[START OF Given information]

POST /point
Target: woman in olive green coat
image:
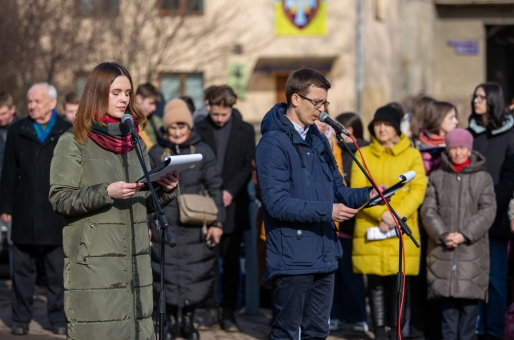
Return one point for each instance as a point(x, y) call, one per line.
point(107, 273)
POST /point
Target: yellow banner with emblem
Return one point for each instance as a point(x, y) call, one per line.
point(300, 17)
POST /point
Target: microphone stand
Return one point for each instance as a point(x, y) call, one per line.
point(162, 223)
point(401, 222)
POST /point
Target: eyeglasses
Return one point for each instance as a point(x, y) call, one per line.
point(317, 103)
point(479, 97)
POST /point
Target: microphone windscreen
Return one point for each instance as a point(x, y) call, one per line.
point(126, 117)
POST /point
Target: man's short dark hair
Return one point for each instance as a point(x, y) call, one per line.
point(147, 90)
point(6, 99)
point(301, 80)
point(221, 96)
point(71, 98)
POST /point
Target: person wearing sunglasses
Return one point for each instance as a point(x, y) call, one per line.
point(492, 128)
point(302, 194)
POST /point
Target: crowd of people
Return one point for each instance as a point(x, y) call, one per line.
point(71, 204)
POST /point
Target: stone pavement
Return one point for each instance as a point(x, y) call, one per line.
point(252, 326)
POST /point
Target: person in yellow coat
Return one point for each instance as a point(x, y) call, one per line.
point(389, 155)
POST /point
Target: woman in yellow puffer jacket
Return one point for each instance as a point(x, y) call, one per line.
point(389, 155)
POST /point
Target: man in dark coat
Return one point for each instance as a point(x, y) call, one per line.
point(233, 142)
point(302, 194)
point(36, 228)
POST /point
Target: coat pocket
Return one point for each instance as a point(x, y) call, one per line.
point(86, 241)
point(298, 247)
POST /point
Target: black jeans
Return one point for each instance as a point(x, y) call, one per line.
point(459, 318)
point(302, 302)
point(24, 279)
point(383, 300)
point(229, 251)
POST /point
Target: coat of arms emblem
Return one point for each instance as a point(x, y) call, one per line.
point(300, 12)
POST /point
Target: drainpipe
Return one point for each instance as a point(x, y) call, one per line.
point(360, 54)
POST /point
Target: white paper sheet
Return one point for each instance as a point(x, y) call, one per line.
point(374, 234)
point(172, 163)
point(408, 176)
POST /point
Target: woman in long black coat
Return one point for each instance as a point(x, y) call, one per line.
point(189, 267)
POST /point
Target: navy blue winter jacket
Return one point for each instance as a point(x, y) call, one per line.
point(299, 182)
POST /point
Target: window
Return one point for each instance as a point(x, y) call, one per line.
point(180, 7)
point(97, 7)
point(80, 82)
point(176, 85)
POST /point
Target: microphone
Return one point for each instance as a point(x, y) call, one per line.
point(129, 122)
point(323, 117)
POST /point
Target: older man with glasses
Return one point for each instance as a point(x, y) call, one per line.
point(36, 228)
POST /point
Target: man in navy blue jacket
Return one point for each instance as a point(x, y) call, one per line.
point(302, 194)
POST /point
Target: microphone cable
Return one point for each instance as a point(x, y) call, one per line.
point(400, 234)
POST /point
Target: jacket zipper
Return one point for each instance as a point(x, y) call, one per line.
point(130, 270)
point(454, 252)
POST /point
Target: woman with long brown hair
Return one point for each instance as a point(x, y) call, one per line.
point(107, 275)
point(440, 118)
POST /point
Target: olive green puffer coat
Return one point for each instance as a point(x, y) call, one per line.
point(107, 273)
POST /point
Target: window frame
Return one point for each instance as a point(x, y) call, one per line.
point(98, 9)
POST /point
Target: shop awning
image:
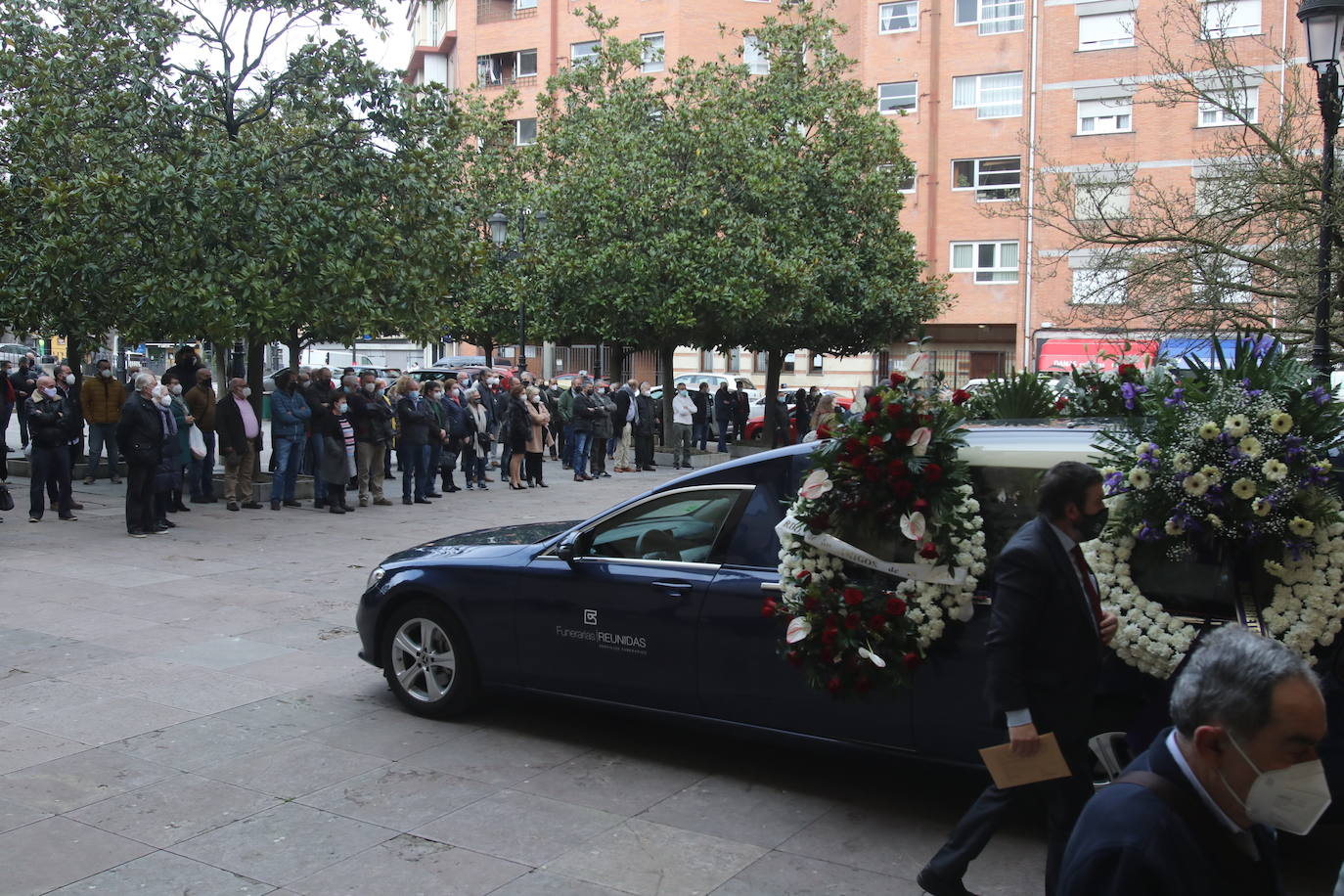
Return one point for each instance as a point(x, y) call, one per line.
point(1178, 349)
point(1059, 355)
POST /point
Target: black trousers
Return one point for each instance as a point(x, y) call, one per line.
point(50, 470)
point(140, 497)
point(1063, 797)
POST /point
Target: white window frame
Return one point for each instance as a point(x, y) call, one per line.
point(654, 46)
point(978, 89)
point(517, 132)
point(895, 111)
point(1107, 115)
point(994, 273)
point(1120, 34)
point(754, 57)
point(1230, 19)
point(1214, 115)
point(586, 55)
point(984, 193)
point(1098, 287)
point(912, 14)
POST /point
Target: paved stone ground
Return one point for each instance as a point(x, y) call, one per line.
point(186, 713)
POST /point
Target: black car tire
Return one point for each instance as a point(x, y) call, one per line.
point(455, 687)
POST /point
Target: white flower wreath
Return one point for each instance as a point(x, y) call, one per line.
point(1307, 610)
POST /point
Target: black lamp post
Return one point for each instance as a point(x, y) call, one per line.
point(1324, 22)
point(499, 236)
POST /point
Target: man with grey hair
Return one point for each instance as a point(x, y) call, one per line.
point(1193, 814)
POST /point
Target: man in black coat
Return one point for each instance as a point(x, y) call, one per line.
point(1192, 816)
point(140, 438)
point(1045, 653)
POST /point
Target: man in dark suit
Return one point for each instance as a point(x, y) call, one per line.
point(1045, 653)
point(1192, 816)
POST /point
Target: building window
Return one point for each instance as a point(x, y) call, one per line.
point(1236, 107)
point(899, 96)
point(652, 51)
point(1106, 31)
point(894, 18)
point(1107, 115)
point(584, 53)
point(994, 17)
point(1230, 19)
point(991, 262)
point(992, 179)
point(524, 132)
point(991, 96)
point(1098, 287)
point(751, 54)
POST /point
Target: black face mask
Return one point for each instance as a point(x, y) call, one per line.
point(1091, 524)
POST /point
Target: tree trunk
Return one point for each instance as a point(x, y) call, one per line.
point(773, 367)
point(667, 357)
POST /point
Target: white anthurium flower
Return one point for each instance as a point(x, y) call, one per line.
point(873, 657)
point(913, 525)
point(816, 485)
point(919, 441)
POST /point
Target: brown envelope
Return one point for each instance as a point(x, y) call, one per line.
point(1010, 770)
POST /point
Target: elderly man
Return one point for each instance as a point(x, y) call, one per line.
point(240, 443)
point(1193, 814)
point(49, 430)
point(140, 435)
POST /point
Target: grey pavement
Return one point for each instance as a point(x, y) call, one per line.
point(186, 713)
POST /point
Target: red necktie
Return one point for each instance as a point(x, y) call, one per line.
point(1093, 598)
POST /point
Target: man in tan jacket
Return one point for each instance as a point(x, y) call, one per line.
point(201, 402)
point(103, 398)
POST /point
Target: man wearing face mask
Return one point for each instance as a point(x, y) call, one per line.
point(1193, 814)
point(103, 399)
point(240, 442)
point(1043, 651)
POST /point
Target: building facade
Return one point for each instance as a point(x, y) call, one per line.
point(988, 93)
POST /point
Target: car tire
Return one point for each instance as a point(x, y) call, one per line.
point(427, 661)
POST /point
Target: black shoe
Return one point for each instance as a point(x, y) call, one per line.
point(935, 885)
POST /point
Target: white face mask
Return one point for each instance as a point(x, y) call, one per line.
point(1289, 798)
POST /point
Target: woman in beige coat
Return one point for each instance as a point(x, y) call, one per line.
point(538, 438)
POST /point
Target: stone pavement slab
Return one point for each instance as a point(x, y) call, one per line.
point(189, 715)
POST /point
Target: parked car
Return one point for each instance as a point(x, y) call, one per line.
point(654, 605)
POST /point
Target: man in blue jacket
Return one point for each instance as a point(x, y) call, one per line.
point(1193, 814)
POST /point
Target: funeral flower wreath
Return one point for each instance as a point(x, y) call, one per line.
point(888, 479)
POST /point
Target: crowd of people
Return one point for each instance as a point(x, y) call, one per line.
point(344, 431)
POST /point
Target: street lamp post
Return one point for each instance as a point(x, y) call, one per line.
point(1324, 23)
point(499, 236)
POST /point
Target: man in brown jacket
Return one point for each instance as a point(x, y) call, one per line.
point(201, 402)
point(103, 398)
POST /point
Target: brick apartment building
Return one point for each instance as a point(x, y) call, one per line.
point(976, 83)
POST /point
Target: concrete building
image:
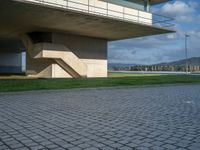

[END OF Given information]

Given task = Reproduce every line of the listing above word for word, omitting the pictures.

Answer for this exercise =
POST /point
Target: woman in olive green coat
image:
Return one point for each instance as a point(x, y) call, one per line.
point(107, 273)
POST /point
Target: yellow banner with emblem
Return one point for each instance as a point(x, y) call, one per line.
point(300, 17)
POST /point
Target: microphone stand
Return one point for each instance as a point(x, y) call, one per line.
point(162, 223)
point(401, 222)
POST /point
Target: eyeglasses
Return one point for each instance as a point(x, y) call, one per line.
point(317, 103)
point(479, 97)
POST /point
Target: microphone windscreen
Return one point for each instance as a point(x, y) call, one per line.
point(126, 117)
POST /point
Target: man's short dark hair
Return one point for each instance as a point(x, y) call, one per line.
point(147, 90)
point(6, 99)
point(301, 80)
point(221, 96)
point(71, 98)
POST /point
Target: person wearing sunglasses
Return one point for each instance as a point(x, y) call, one per line.
point(492, 128)
point(302, 194)
POST /point
Target: crowd of people
Return one point for each instance as a point(x, y) call, one per line.
point(71, 204)
POST /point
Target: stone pavement
Return one point for each instance as a point(x, y) call, one per line.
point(252, 326)
POST /point
Target: person in yellow coat
Return one point for each instance as a point(x, y) call, one per line.
point(389, 155)
POST /point
Target: woman in yellow puffer jacket
Return one point for each instance as a point(x, y) call, one per line.
point(389, 155)
POST /point
Target: man in dark coat
Return one point for each instance as a point(x, y) call, one per line.
point(233, 142)
point(302, 194)
point(36, 228)
POST /point
Target: coat pocket
Return one point for each instance as a point(x, y) call, one per line.
point(86, 241)
point(298, 247)
POST /point
Target: black jeans
Return one point for each instance as a point(x, y) call, one per line.
point(459, 318)
point(302, 302)
point(24, 279)
point(383, 300)
point(229, 251)
POST /point
Target: coat of arms emblem
Return one point for each instance as a point(x, y) call, one per line.
point(300, 12)
POST /point
Target: drainpipe
Return one point for each instance as a point(x, y) call, one per line.
point(360, 54)
POST /point
Target: white paper sheet
Return one point for each instance as a point(x, y) call, one per line.
point(374, 234)
point(172, 163)
point(408, 176)
POST /point
Target: woman in long black coat
Return one point for each instance as a point(x, y) call, one per line.
point(189, 267)
POST /point
Target: navy blue winter jacket
Return one point for each instance as a point(x, y) call, one per line.
point(299, 182)
POST /point
Target: window
Return one point for each instance as a point(x, y) call, one per line.
point(180, 7)
point(97, 7)
point(80, 82)
point(176, 85)
POST /point
Target: microphone
Return one point for each instance as a point(x, y) call, one per line.
point(129, 122)
point(323, 117)
POST /point
Target: older man with glasses
Return one point for each instance as a point(x, y) call, one per line.
point(36, 228)
POST /point
Target: man in navy blue jacket
Return one point for each instance as a point(x, y) call, one per line.
point(302, 194)
POST /point
Target: microphone cable
Return one point for each instance as a point(x, y) call, one per line.
point(400, 234)
POST /point
Target: jacket zipper
Return one point for each instance as a point(x, y) call, one per line.
point(130, 270)
point(454, 252)
POST /point
Target: woman with long brown hair
Return one point for each instance as a point(x, y) call, one per line.
point(107, 275)
point(440, 118)
POST /point
Target: olive green puffer coat
Return one point for each instance as a point(x, y) call, one per line.
point(107, 273)
POST /point
Target: window frame
Return one point for each instance as a point(x, y) call, one per line.
point(98, 9)
POST /point
Target: shop awning
image:
Return one point for each instance as a point(x, y) call, one per line.
point(1178, 349)
point(1059, 355)
POST /point
Target: black trousers
Return one point for each instance as a point(x, y) call, one per line.
point(50, 470)
point(140, 497)
point(1063, 797)
POST /point
Target: white window frame
Return one point for each instance as a point(x, y) call, one per line.
point(654, 46)
point(978, 89)
point(517, 132)
point(895, 111)
point(1107, 115)
point(994, 273)
point(1120, 34)
point(754, 57)
point(1230, 19)
point(1214, 115)
point(586, 55)
point(984, 193)
point(1098, 287)
point(912, 14)
POST /point
Target: paved stone ground
Return one point for each instance as a point(x, y) call, one per line.
point(186, 713)
POST /point
Target: black car tire
Return one point for each instance as a point(x, y) call, one per line.
point(455, 687)
POST /point
Target: white flower wreath
Return one point for each instance as a point(x, y) call, one per line.
point(1307, 610)
POST /point
Target: black lamp post
Return one point for each instance as a point(x, y) call, one per line.
point(1324, 22)
point(499, 236)
POST /point
Target: man with grey hair
Return one point for each instance as a point(x, y) call, one per line.
point(1193, 814)
POST /point
Target: man in black coat
Return one point for each instance as a point(x, y) call, one per line.
point(1192, 816)
point(140, 438)
point(1045, 653)
POST /point
Target: man in dark suit
Return one point for each instance as a point(x, y) call, one per line.
point(1045, 653)
point(1192, 816)
POST /point
Target: building window
Return one point for each instance as a point(x, y) call, one per line.
point(1236, 107)
point(899, 96)
point(652, 51)
point(1106, 31)
point(894, 18)
point(1107, 115)
point(584, 53)
point(994, 17)
point(1230, 19)
point(991, 262)
point(992, 179)
point(524, 132)
point(991, 96)
point(1098, 287)
point(751, 54)
POST /point
Target: black face mask
Return one point for each instance as a point(x, y) call, one per line.
point(1091, 524)
POST /point
Target: tree trunk
Return one point for each instance as a point(x, y) call, one per line.
point(773, 367)
point(667, 357)
POST /point
Target: white anthurium flower
Return one point for each instance as a point(x, y) call, one per line.
point(873, 657)
point(913, 525)
point(816, 485)
point(919, 441)
POST /point
Target: brown envelope
Return one point for each instance as a point(x, y) call, one per line.
point(1010, 770)
POST /point
Target: elderly man
Return one point for each instance as a point(x, y) call, one per line.
point(240, 443)
point(1193, 814)
point(49, 430)
point(140, 435)
POST /point
Target: grey pavement
Return one point for each instance as a point(x, y) call, one per line.
point(186, 713)
POST /point
Target: red necktie
Return one point for each instance as a point(x, y) call, one per line.
point(1093, 598)
POST /point
Target: man in tan jacket
Return one point for each instance as a point(x, y) call, one per line.
point(201, 402)
point(103, 398)
POST /point
Target: man wearing face mask
Return one point for each instance as a point(x, y) call, one per line.
point(1193, 814)
point(103, 399)
point(240, 442)
point(1043, 651)
POST /point
Target: building facade
Return one point for each instance as a point(x, y) call, one per line.
point(988, 93)
POST /point
Target: car tire
Return one point for each instance as a point(x, y) call, one per line.
point(427, 661)
POST /point
Target: black shoe
Return one point for each instance as a point(x, y) call, one per line.
point(935, 885)
POST /point
Target: white face mask
Return one point for each instance as a point(x, y) call, one per line.
point(1289, 798)
POST /point
Target: woman in beige coat
Return one point for each instance as a point(x, y) call, one per line.
point(538, 438)
POST /point
Target: stone pavement slab
Return one point for each instance as a point(x, y) call, one per line.
point(189, 715)
POST /point
Target: parked car
Return one point for each instance as a point(x, y) call, one per line.
point(654, 605)
POST /point
Target: man in blue jacket
Return one point for each instance as a point(x, y) call, one per line.
point(1193, 814)
POST /point
Target: funeral flower wreath
Return one point for each instance as a point(x, y) call, one per line.
point(888, 479)
POST /point
Target: crowd of people
Return one point for each instance as a point(x, y) call, one per line.
point(344, 431)
POST /point
Target: street lamp post
Return one point for each instance as a point(x, y) call, one per line.
point(1324, 23)
point(499, 236)
POST /point
Target: man in brown jacket
Return one point for each instance as a point(x, y) call, one per line.
point(201, 402)
point(103, 398)
POST /point
Target: brick apartment building
Return one point for each instance as a point(x, y) call, one per line.
point(976, 83)
POST /point
Target: concrete building
image:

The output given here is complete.